_EXTRACTED MATERIAL:_
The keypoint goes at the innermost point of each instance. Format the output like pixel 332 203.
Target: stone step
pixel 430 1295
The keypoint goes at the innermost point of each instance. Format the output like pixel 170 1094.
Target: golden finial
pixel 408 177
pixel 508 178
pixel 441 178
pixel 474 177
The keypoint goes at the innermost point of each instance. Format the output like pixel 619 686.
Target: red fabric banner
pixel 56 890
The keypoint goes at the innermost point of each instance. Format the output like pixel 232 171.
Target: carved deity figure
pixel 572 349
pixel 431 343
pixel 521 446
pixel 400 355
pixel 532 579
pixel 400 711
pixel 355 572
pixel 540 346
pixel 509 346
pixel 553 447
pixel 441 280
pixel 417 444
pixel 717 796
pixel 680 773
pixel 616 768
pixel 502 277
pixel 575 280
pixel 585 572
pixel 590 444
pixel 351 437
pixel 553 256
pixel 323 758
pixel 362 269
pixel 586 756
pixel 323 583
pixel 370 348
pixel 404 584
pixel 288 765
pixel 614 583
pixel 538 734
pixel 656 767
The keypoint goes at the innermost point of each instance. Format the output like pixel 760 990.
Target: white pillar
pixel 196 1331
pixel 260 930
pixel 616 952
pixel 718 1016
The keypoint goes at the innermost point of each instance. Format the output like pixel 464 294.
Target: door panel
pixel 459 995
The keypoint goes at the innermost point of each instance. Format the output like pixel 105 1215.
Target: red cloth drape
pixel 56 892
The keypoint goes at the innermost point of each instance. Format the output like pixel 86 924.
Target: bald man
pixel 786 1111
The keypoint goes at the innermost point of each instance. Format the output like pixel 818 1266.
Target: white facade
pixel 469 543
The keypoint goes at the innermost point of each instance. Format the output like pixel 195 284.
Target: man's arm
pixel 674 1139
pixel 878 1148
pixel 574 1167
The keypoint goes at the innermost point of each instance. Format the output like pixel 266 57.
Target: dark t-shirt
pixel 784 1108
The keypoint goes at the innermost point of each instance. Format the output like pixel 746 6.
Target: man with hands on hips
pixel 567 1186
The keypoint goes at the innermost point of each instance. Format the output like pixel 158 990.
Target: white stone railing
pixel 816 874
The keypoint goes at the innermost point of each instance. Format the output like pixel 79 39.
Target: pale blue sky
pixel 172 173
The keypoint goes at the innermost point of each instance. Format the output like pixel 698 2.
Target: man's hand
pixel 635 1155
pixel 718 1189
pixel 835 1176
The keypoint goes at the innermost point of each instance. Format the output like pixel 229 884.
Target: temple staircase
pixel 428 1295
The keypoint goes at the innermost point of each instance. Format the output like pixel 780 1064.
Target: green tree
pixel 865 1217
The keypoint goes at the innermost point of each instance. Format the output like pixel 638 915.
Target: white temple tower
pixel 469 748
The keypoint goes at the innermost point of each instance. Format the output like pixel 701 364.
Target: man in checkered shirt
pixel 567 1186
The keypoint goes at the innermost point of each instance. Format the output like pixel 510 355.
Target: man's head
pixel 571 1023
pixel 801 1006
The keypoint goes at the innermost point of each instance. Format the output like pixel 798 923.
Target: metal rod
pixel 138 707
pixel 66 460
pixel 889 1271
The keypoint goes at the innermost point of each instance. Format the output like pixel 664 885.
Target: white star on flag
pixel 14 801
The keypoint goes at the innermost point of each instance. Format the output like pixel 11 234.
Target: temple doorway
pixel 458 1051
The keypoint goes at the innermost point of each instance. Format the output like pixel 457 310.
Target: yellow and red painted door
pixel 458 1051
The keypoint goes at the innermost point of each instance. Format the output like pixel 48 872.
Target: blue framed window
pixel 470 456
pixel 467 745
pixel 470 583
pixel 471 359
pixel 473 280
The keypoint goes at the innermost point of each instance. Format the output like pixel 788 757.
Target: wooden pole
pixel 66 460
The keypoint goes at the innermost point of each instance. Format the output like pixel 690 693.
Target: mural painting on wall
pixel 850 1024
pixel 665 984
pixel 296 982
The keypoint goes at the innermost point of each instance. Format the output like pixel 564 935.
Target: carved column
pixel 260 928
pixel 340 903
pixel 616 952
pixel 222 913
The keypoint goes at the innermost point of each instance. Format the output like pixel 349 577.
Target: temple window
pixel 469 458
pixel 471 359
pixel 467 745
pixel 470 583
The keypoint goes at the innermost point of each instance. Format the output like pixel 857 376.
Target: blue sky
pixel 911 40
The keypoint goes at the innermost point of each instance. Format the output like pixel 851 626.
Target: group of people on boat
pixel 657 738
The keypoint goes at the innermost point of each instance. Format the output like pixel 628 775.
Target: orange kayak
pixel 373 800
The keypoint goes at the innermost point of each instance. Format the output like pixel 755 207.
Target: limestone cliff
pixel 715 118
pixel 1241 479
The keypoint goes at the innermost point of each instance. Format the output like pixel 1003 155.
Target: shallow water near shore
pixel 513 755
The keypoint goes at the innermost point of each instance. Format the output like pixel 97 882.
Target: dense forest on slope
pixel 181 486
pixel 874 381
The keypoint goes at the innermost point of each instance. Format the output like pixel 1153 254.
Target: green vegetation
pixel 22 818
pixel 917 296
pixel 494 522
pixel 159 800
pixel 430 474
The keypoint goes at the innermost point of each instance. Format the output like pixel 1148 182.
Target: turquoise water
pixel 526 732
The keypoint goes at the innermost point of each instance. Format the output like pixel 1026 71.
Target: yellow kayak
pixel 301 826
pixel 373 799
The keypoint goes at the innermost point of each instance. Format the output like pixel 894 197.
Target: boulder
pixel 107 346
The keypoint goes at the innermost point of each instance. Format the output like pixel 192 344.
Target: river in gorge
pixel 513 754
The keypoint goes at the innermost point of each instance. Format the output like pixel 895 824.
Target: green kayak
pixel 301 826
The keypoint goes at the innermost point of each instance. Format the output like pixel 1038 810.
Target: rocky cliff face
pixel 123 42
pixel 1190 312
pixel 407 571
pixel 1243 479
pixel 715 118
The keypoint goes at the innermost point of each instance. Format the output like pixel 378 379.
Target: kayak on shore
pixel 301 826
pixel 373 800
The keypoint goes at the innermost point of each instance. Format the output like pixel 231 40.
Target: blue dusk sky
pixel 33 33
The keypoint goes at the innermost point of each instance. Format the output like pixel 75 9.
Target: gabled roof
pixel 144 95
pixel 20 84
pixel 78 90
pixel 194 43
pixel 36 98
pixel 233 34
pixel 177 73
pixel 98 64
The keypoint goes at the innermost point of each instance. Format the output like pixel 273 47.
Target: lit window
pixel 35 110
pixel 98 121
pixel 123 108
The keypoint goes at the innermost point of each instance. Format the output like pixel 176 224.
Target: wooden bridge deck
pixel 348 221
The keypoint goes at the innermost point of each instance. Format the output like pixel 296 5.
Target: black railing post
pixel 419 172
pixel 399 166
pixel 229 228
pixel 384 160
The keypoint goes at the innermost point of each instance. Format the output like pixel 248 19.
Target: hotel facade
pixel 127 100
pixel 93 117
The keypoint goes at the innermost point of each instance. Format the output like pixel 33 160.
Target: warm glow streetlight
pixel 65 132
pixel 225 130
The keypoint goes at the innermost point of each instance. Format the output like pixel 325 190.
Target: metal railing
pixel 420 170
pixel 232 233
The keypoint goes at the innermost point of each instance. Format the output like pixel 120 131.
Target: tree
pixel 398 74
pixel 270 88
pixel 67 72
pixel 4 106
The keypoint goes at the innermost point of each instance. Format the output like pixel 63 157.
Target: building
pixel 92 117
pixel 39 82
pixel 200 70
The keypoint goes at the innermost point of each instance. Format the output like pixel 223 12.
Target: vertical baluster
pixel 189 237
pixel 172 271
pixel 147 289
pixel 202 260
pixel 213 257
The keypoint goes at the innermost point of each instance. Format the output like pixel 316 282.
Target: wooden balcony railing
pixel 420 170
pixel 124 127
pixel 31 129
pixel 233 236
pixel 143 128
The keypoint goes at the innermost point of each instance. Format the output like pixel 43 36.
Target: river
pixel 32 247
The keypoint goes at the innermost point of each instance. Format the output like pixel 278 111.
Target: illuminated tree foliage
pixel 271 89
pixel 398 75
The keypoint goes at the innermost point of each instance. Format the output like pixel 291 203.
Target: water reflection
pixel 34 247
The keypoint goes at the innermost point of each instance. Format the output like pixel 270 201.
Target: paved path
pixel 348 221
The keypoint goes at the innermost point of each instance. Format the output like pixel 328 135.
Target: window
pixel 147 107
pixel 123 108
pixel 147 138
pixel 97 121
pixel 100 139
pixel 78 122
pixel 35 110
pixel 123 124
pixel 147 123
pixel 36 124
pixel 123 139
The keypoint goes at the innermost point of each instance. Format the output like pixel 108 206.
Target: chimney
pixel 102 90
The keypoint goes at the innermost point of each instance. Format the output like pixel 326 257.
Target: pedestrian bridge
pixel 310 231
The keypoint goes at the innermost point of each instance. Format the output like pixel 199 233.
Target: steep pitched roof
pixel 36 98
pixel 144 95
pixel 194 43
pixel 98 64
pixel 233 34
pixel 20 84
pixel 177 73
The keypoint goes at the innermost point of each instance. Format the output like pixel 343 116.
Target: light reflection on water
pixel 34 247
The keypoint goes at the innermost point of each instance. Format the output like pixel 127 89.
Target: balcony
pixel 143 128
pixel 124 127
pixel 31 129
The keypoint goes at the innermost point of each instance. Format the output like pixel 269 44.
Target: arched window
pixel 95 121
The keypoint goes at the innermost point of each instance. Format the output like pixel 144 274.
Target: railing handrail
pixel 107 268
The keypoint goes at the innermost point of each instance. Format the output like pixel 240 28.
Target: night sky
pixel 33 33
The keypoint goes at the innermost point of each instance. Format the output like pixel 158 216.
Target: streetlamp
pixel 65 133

_STATED EXERCISE:_ Retype the entries verbatim from the line containing "pixel 266 57." up to and including the line containing "pixel 816 874".

_ANSWER BELOW:_
The keypoint goes at the innermost point of each instance. Format the output like pixel 266 57.
Target: dark t-shirt
pixel 784 1108
The keypoint goes at the innermost point of each instance. Format the output like pixel 746 6.
Target: man with hands on hips
pixel 567 1186
The keypoint goes at the innermost point of each instance. Format the output like pixel 158 990.
Target: white stone railing
pixel 816 874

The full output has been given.